ENTRIES SUPPLIED »
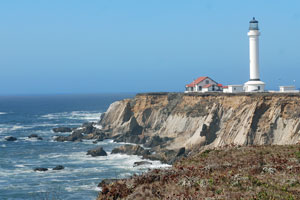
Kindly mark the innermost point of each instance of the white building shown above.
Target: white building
(254, 84)
(233, 89)
(203, 84)
(290, 88)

PROBLEM DESCRIPTION »
Copy the entries above word for word, leaving out the pictures.

EXERCISE ANSWER »
Kindly mark the innermost point of each instance of the white building shown above.
Target: white building
(254, 84)
(233, 89)
(203, 84)
(290, 88)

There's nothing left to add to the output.